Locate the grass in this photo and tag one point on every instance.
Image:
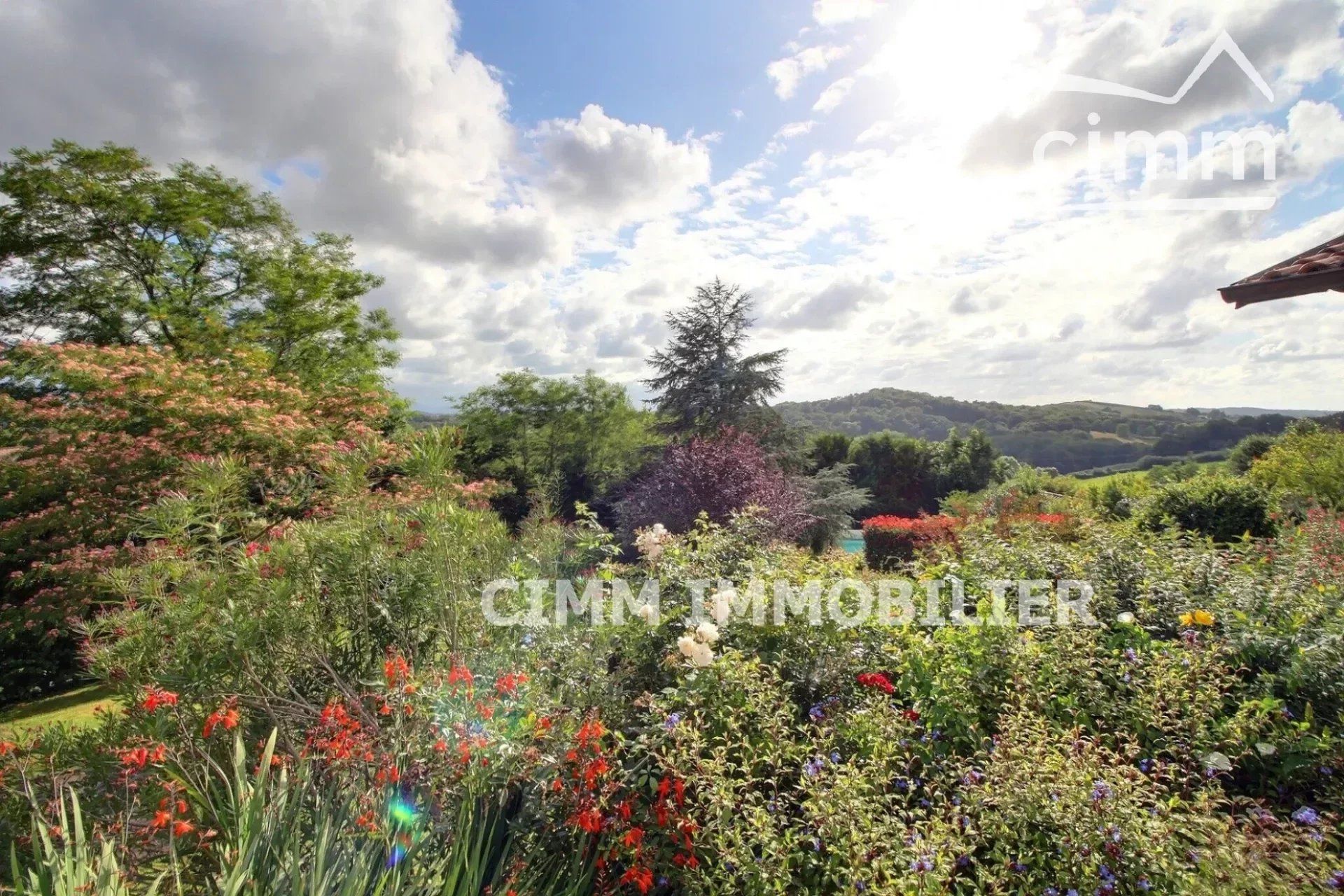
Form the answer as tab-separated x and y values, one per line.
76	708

***

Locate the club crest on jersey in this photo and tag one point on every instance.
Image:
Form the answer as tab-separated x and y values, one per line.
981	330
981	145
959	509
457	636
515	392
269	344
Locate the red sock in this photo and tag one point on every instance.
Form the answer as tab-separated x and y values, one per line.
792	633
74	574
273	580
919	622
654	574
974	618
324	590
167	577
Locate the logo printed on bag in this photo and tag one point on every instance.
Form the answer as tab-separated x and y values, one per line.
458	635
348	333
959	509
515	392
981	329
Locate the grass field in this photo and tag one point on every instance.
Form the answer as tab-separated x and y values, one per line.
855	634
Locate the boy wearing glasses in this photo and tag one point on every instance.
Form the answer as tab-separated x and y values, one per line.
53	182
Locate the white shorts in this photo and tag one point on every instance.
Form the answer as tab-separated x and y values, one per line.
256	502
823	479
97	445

***

| Exercise requirements |
Pick out every line in the entries above that contains the word "Locate", and copy each one. Case matters.

| Solution for this exercise |
Locate the grass in this photo and tag one point on every instance.
Locate the club crest on jersey in this photo and tag one point on every instance.
Locate the red sock in this photo and tag one point on every instance.
Locate the logo printed on bag in this photo and tag one point on every instance.
Locate the grass field in this photo and tag one point on every instance.
Locate the boy wearing glasses in this photo and tag one point on every instance.
Locate the white shorts in this photo and tag one point on every instance.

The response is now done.